**DESCRIPTION OF THE TASK**
Rewrite as a numbered list the lines from the one containing "Objective — drop a marker on each instance of the rattan" through the one containing "[[258, 278], [207, 254], [436, 292], [317, 271]]", omitting any blank lines.

**EXTRACTED MATERIAL**
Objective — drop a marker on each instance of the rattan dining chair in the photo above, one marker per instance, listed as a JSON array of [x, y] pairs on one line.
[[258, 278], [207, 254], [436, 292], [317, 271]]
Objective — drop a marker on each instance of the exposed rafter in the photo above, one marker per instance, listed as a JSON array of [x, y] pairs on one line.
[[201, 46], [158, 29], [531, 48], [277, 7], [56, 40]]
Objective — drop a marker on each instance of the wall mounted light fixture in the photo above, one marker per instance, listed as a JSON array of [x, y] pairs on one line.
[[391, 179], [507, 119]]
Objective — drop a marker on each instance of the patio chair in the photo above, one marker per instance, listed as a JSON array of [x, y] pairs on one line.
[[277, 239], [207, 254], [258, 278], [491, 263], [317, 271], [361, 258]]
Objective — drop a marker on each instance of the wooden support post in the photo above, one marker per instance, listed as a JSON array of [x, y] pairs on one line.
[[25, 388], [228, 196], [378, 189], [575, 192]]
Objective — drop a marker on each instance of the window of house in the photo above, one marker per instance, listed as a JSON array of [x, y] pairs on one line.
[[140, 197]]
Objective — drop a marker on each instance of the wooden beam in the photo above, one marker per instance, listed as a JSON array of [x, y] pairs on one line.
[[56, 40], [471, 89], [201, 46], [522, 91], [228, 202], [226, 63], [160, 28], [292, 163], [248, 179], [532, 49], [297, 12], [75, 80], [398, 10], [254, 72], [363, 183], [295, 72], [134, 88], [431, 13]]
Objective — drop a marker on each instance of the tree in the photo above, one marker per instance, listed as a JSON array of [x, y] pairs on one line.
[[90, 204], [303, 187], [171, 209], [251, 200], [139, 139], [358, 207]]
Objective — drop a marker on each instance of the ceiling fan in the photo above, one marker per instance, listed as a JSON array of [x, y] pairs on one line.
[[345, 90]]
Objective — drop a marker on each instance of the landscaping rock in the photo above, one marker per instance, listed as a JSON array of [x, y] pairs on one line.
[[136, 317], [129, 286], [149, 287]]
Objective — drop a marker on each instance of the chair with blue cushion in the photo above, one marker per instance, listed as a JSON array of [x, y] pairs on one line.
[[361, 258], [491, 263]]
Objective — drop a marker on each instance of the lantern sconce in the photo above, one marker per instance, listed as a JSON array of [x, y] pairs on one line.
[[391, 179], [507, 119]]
...
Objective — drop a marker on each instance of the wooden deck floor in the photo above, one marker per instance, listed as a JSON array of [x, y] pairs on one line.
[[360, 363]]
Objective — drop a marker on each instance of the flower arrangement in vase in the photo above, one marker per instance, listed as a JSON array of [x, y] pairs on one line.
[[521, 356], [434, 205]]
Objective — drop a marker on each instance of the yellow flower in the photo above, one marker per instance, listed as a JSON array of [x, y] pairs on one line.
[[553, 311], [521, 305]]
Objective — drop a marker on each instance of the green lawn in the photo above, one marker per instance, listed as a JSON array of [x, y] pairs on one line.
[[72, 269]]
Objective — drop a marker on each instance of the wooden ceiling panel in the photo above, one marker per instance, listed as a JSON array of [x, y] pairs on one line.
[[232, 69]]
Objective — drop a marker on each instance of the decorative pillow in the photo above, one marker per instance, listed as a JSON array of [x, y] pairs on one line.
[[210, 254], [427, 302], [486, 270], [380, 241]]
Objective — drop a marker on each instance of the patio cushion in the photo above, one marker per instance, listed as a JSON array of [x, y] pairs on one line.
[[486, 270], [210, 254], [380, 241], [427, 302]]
---
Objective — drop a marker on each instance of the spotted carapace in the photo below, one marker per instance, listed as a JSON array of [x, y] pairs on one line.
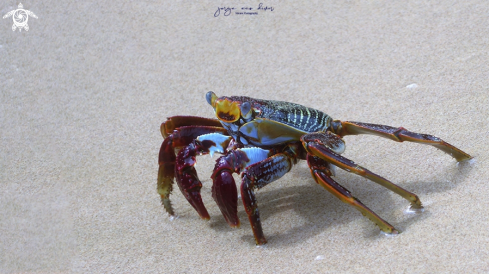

**ANSWER TO THIS TASK**
1. Objective — drop a marker on each instance of the rattan dining chair in the photo above, one marker per instance, listed as a JSON array of [x, y] pairs on one line.
2. [[258, 278], [207, 254], [436, 292], [317, 271]]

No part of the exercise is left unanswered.